**Page:**
########

This report explores U.S. National Oceanic and Atmospheric Administration’s (NOAA) storm database (1950-2011). We identify events(top 6) which had the most harmful effects on human population and also pin point events(top 6) leading to greatest economic consequences. Reference data is storm data and we make use of 7 events(“EVTYPE”, “FATALITIES”,“INJURIES”,“PROPDMG”,“PROPDMGEXP”,“CROPDMG”,“CROPDMGEXP”) to analyze, conclude and present our investigation. Our final conclusion is Tornados are the most harmful event for population health and at the same time have the greatest economic consequences in the United States.
Loading libraries
library(ggplot2)
library(plyr)
library(R.utils)
## Loading required package: R.oo
## Loading required package: R.methodsS3
## R.methodsS3 v1.7.1 (2016-02-15) successfully loaded. See ?R.methodsS3 for help.

########

**Listing:**
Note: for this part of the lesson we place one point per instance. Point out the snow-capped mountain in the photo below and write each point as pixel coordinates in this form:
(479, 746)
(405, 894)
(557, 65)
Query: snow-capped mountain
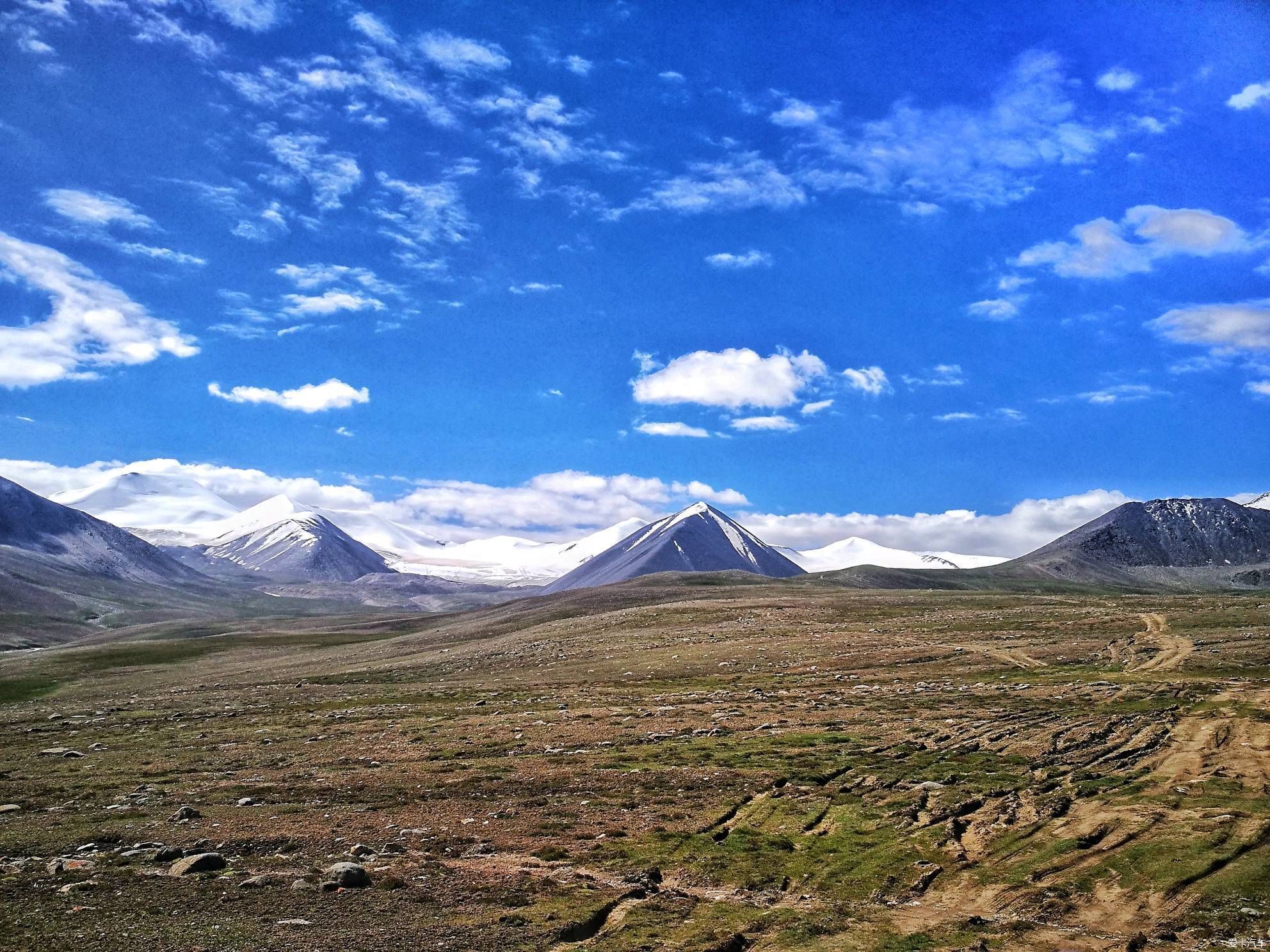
(696, 539)
(1164, 534)
(286, 541)
(161, 508)
(32, 523)
(510, 560)
(850, 553)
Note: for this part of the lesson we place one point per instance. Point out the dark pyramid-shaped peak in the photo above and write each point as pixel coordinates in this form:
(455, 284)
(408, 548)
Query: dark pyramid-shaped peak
(695, 540)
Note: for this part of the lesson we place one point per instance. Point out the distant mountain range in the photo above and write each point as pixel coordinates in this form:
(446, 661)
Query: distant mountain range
(67, 566)
(184, 517)
(696, 539)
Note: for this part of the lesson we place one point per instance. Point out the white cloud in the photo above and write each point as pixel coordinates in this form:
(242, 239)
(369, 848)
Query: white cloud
(1245, 326)
(672, 429)
(97, 209)
(1120, 394)
(424, 215)
(727, 260)
(795, 113)
(920, 210)
(330, 303)
(997, 309)
(983, 155)
(868, 380)
(776, 422)
(534, 287)
(744, 180)
(945, 375)
(462, 56)
(309, 399)
(254, 15)
(1102, 249)
(92, 322)
(558, 505)
(1028, 526)
(1118, 80)
(729, 379)
(330, 175)
(1250, 95)
(308, 277)
(374, 29)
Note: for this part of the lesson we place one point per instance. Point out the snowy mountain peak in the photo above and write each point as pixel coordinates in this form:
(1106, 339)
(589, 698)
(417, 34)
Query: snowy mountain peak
(158, 503)
(695, 539)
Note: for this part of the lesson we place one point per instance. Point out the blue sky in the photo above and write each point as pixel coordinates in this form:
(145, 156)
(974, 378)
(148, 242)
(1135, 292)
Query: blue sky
(468, 245)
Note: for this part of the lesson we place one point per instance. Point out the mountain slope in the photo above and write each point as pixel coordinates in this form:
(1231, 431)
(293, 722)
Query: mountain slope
(80, 541)
(1166, 545)
(849, 553)
(508, 560)
(161, 508)
(286, 541)
(698, 539)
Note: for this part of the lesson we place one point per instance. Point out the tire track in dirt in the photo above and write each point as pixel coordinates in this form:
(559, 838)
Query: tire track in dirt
(1171, 649)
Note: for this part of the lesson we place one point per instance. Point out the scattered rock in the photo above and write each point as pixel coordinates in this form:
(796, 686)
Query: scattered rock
(350, 876)
(60, 752)
(197, 864)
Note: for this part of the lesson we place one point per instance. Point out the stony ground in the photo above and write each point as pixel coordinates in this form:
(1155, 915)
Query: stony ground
(652, 768)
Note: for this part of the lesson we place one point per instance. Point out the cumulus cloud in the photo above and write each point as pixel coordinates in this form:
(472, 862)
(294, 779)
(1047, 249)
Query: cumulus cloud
(309, 399)
(1102, 250)
(330, 303)
(945, 375)
(773, 423)
(868, 380)
(1118, 80)
(1250, 95)
(1242, 326)
(92, 324)
(729, 379)
(672, 429)
(995, 309)
(727, 260)
(1028, 526)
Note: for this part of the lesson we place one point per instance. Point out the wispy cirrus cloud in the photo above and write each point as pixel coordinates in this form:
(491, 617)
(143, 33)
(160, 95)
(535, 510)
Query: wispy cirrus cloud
(92, 324)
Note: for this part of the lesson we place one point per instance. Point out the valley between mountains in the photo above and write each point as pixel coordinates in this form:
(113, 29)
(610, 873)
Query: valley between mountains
(257, 734)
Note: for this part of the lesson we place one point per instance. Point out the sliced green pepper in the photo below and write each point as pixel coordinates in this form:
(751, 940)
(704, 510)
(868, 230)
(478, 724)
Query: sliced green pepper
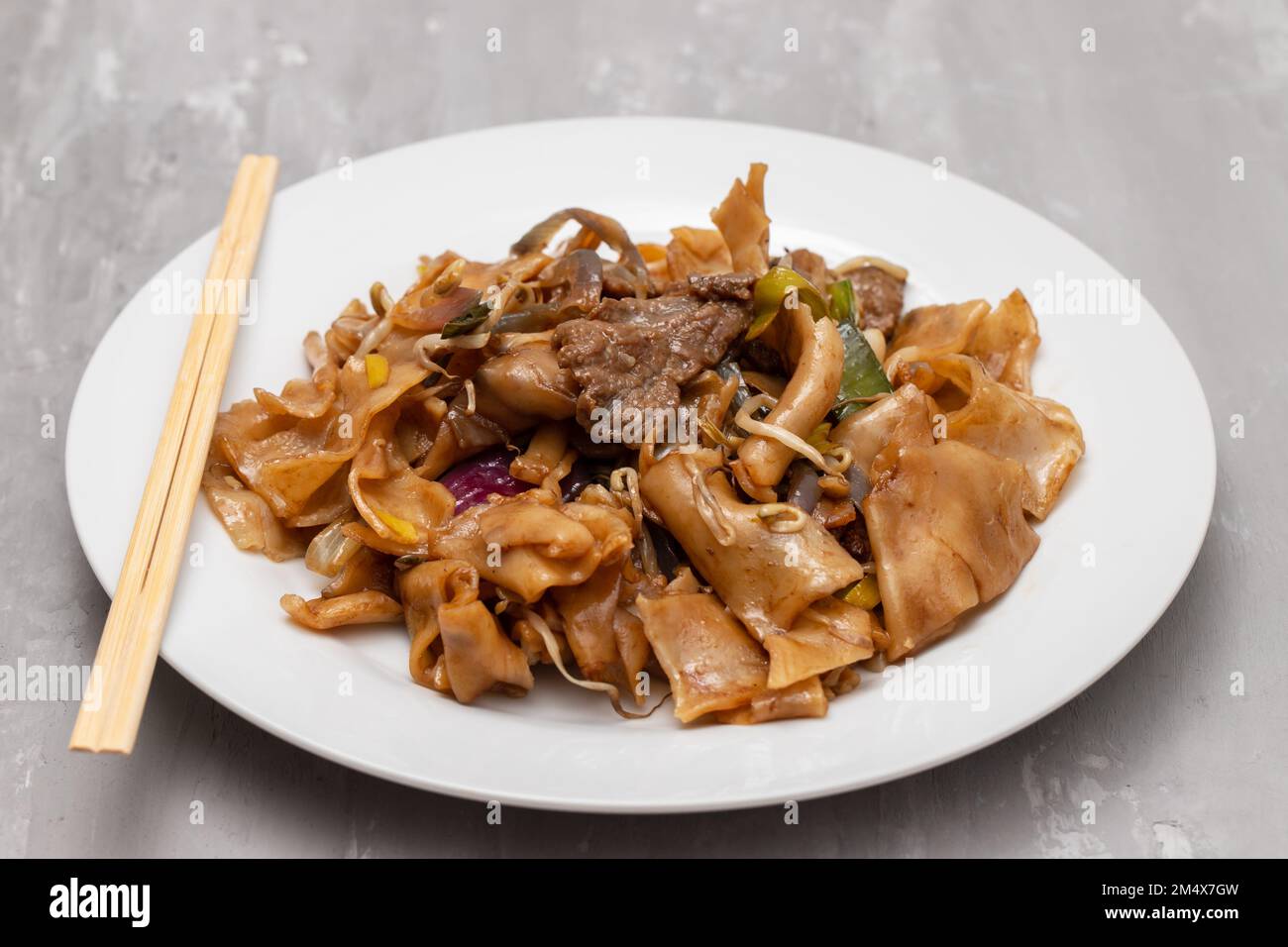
(773, 290)
(468, 320)
(862, 373)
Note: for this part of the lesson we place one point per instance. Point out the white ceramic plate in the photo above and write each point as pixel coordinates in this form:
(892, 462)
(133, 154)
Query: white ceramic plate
(1113, 553)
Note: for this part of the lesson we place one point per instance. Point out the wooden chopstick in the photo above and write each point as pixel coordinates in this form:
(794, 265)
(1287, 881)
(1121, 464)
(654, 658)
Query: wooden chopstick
(112, 705)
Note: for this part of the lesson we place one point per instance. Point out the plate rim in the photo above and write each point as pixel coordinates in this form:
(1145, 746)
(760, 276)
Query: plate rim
(752, 797)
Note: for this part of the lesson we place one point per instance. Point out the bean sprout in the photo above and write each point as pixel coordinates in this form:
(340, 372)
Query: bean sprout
(548, 637)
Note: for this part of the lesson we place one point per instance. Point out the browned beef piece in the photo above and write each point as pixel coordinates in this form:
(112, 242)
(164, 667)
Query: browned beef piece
(879, 296)
(735, 286)
(642, 351)
(854, 540)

########

**Set problem 1:**
Reproduce the storm report word for word, starting at "This report explores" and ending at "See ?R.methodsS3 for help.".
**Set problem 2:**
Name every item inside quotation marks in the parenthesized list in the storm report's first paragraph.
The listing is separate material, apart from the storm report.

**Exercise output 1:**
This report explores U.S. National Oceanic and Atmospheric Administration’s (NOAA) storm database (1950-2011). We identify events(top 6) which had the most harmful effects on human population and also pin point events(top 6) leading to greatest economic consequences. Reference data is storm data and we make use of 7 events(“EVTYPE”, “FATALITIES”,“INJURIES”,“PROPDMG”,“PROPDMGEXP”,“CROPDMG”,“CROPDMGEXP”) to analyze, conclude and present our investigation. Our final conclusion is Tornados are the most harmful event for population health and at the same time have the greatest economic consequences in the United States.
Loading libraries
library(ggplot2)
library(plyr)
library(R.utils)
## Loading required package: R.oo
## Loading required package: R.methodsS3
## R.methodsS3 v1.7.1 (2016-02-15) successfully loaded. See ?R.methodsS3 for help.

**Exercise output 2:**
EVTYPE, FATALITIES, INJURIES, PROPDMG, PROPDMGEXP, CROPDMG, CROPDMGEXP